Render part of the listing below as a Markdown table with a Row column for the row number and a Line column for the line. Begin at the line that has "Thank you for the photo. Could you please identify the office", stop after the last line of the listing, and leave out blank lines and the pictures.

• Data for the task:

-- Begin --

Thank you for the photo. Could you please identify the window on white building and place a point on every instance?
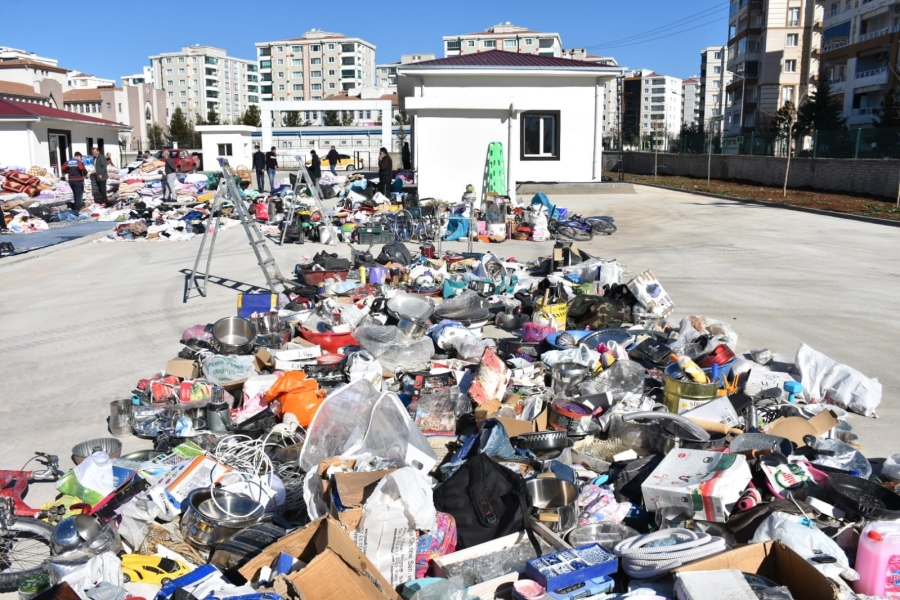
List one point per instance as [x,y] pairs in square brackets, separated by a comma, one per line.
[540,135]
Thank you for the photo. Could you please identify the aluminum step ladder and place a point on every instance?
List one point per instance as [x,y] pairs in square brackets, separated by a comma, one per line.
[228,191]
[304,178]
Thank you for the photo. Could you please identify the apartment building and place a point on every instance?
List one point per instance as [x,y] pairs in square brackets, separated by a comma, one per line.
[387,73]
[314,66]
[860,41]
[714,78]
[504,36]
[769,54]
[202,78]
[690,101]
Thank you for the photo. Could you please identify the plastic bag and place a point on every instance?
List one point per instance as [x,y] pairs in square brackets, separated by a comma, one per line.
[394,349]
[826,380]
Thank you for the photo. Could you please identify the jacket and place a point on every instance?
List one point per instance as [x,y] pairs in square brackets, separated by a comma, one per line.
[259,161]
[74,170]
[100,165]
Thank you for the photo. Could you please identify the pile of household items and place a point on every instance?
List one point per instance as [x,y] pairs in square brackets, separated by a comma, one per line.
[473,427]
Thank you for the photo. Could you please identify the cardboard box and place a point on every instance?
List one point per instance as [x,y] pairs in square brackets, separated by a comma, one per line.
[774,561]
[350,492]
[706,484]
[336,569]
[184,368]
[513,427]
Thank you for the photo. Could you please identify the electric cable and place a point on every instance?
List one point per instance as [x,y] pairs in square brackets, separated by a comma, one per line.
[657,553]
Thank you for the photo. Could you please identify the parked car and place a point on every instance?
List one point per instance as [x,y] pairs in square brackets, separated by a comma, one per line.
[184,160]
[345,163]
[151,569]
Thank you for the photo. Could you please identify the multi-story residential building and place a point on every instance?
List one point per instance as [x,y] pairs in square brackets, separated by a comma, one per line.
[714,78]
[314,66]
[504,36]
[859,43]
[138,79]
[690,101]
[202,78]
[769,54]
[387,73]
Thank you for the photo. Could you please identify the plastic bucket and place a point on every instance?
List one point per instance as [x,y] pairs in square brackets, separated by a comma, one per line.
[682,396]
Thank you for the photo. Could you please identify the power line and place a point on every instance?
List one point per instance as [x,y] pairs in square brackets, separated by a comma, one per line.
[682,21]
[716,20]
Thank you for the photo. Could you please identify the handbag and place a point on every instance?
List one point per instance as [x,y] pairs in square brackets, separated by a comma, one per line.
[487,500]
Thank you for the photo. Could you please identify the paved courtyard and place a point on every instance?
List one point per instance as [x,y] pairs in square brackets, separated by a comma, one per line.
[83,322]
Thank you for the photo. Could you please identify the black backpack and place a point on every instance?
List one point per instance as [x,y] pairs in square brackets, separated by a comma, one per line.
[394,252]
[487,500]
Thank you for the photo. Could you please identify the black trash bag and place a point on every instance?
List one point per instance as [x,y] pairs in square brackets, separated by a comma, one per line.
[487,500]
[394,252]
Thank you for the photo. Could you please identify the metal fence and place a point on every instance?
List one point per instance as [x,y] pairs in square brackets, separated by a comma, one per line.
[877,143]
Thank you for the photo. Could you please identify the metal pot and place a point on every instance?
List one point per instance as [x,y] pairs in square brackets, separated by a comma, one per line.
[208,521]
[234,335]
[554,502]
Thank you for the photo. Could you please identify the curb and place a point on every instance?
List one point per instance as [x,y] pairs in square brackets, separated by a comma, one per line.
[814,211]
[34,254]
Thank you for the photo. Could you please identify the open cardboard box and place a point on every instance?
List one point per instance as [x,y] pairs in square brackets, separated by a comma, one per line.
[336,568]
[774,561]
[514,427]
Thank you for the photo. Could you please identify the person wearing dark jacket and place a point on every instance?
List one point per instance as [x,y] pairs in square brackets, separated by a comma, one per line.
[405,157]
[74,171]
[259,165]
[333,158]
[315,167]
[271,167]
[385,166]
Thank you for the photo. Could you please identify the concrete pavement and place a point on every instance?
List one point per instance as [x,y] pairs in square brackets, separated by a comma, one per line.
[81,325]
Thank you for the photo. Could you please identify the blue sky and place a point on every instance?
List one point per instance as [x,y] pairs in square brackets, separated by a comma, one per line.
[111,39]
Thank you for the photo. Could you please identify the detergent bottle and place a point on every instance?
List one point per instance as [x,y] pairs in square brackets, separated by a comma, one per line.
[878,560]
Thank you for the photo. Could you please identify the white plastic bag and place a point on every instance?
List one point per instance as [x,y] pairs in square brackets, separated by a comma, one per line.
[826,380]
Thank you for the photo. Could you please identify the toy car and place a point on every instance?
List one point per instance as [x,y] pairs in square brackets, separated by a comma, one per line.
[151,569]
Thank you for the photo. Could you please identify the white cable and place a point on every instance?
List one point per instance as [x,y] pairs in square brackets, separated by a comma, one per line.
[640,560]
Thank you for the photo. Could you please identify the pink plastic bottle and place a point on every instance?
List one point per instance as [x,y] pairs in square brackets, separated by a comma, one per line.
[878,560]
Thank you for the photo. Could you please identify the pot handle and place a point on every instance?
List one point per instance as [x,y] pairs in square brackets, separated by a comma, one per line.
[699,433]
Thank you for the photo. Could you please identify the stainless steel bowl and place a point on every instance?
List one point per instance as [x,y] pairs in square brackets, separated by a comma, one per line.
[234,335]
[605,534]
[555,502]
[207,521]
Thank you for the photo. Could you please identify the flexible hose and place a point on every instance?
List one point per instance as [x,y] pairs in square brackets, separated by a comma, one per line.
[640,560]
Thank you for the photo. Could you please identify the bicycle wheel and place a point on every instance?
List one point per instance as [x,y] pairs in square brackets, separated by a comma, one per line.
[24,545]
[403,225]
[574,233]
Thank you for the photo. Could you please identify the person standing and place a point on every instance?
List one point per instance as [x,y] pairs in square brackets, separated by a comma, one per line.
[315,168]
[259,165]
[74,171]
[100,175]
[171,177]
[271,167]
[385,167]
[333,158]
[405,157]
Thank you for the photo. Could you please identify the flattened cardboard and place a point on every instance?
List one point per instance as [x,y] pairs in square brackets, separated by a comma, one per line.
[336,570]
[774,561]
[795,428]
[184,368]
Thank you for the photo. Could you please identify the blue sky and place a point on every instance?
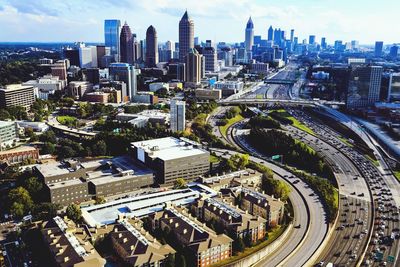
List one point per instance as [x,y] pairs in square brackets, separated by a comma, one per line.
[219,20]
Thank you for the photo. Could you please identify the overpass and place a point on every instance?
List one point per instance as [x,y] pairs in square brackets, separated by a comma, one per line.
[279,101]
[279,81]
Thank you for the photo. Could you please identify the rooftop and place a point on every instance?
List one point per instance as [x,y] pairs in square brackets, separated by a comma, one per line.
[168,148]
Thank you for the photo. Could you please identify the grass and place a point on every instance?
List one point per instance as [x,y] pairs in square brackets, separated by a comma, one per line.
[67,120]
[397,174]
[224,129]
[272,236]
[214,159]
[296,123]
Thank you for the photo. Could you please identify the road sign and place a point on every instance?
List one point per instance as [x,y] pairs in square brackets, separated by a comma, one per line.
[390,259]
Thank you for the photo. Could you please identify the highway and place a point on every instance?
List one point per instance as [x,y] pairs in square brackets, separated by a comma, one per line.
[385,236]
[318,222]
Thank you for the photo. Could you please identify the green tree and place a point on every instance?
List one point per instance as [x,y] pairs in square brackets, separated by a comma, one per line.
[180,183]
[74,212]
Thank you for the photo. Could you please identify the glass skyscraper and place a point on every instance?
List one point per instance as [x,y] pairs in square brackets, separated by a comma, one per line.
[111,36]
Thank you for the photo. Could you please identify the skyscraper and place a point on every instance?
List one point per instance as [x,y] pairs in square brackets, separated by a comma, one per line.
[249,38]
[323,43]
[311,39]
[126,45]
[126,73]
[378,48]
[270,33]
[186,36]
[364,86]
[177,115]
[151,47]
[111,36]
[194,67]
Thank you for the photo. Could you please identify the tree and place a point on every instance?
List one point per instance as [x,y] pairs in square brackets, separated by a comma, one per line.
[74,212]
[99,148]
[181,261]
[180,183]
[17,209]
[48,148]
[21,200]
[100,200]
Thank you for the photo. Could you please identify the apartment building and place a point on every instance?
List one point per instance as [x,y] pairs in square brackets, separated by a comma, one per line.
[231,217]
[70,245]
[137,247]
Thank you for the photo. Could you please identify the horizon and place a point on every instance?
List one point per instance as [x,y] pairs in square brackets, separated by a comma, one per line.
[335,20]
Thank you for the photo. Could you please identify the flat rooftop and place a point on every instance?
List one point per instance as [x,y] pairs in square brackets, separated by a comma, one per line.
[143,205]
[168,148]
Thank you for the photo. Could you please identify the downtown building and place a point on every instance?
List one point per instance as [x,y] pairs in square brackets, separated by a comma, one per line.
[186,36]
[151,47]
[112,36]
[364,86]
[126,45]
[172,158]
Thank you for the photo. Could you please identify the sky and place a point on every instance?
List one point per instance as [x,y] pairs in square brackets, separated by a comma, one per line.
[218,20]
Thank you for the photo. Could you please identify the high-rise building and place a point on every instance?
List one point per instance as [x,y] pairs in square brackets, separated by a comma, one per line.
[186,36]
[270,33]
[111,36]
[249,37]
[378,48]
[177,115]
[151,47]
[311,39]
[126,73]
[194,67]
[364,86]
[394,51]
[126,45]
[323,43]
[17,95]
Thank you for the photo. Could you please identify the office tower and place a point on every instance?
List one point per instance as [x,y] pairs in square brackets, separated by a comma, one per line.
[249,36]
[194,67]
[126,73]
[111,37]
[186,36]
[126,45]
[291,35]
[323,43]
[17,95]
[59,69]
[177,115]
[270,33]
[378,48]
[210,58]
[394,51]
[72,54]
[151,47]
[364,86]
[311,39]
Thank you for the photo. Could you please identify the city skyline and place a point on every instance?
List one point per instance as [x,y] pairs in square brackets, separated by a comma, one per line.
[221,20]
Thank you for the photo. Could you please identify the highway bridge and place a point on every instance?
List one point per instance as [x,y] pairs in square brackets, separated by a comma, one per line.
[280,81]
[300,102]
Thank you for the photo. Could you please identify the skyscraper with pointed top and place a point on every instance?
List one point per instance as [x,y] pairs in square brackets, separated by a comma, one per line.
[249,40]
[151,47]
[270,33]
[126,45]
[186,36]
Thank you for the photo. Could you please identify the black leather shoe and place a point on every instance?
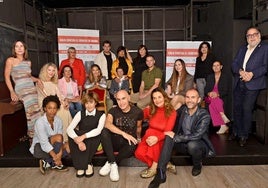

-- End --

• Result below:
| Row | Line |
|---|---|
| 1 | Thank you for the photo. Could you please identify the office tower and place a point on every instance? |
| 2 | List one point per instance as [x,y] pairs in square brackets, separated by a comma, one per line. |
| 3 | [249,36] |
| 4 | [194,67] |
| 5 | [126,73] |
| 6 | [111,37] |
| 7 | [186,36] |
| 8 | [126,45] |
| 9 | [291,35] |
| 10 | [323,43] |
| 11 | [17,95] |
| 12 | [59,69] |
| 13 | [177,115] |
| 14 | [270,33] |
| 15 | [378,48] |
| 16 | [210,58] |
| 17 | [394,51] |
| 18 | [72,54] |
| 19 | [151,47] |
| 20 | [364,86] |
| 21 | [311,39] |
| 22 | Thank you for the photo. Could you please identify the city skyline and place a point on every instance? |
| 23 | List one point per instance as [x,y] pairs in square brackets, separated by a comma, one per line. |
| 24 | [221,20] |
| 25 | Thank you for the photo. Could you please identify the highway bridge and place a point on every instance? |
| 26 | List one point per instance as [x,y] pairs in square brackets, separated by a comma, one per line. |
| 27 | [280,81] |
| 28 | [300,102] |
| 29 | Thank you for the photo. Could you please identify the skyscraper with pointed top and place a point on every instance? |
| 30 | List one point per instance as [x,y] pairs in square brackets, separated by a comma, one per line. |
| 31 | [249,40] |
| 32 | [151,47] |
| 33 | [270,33] |
| 34 | [126,45] |
| 35 | [186,36] |
| 36 | Thank you for the photo. Could you please identify the black leather shoe and place a point on every instance? |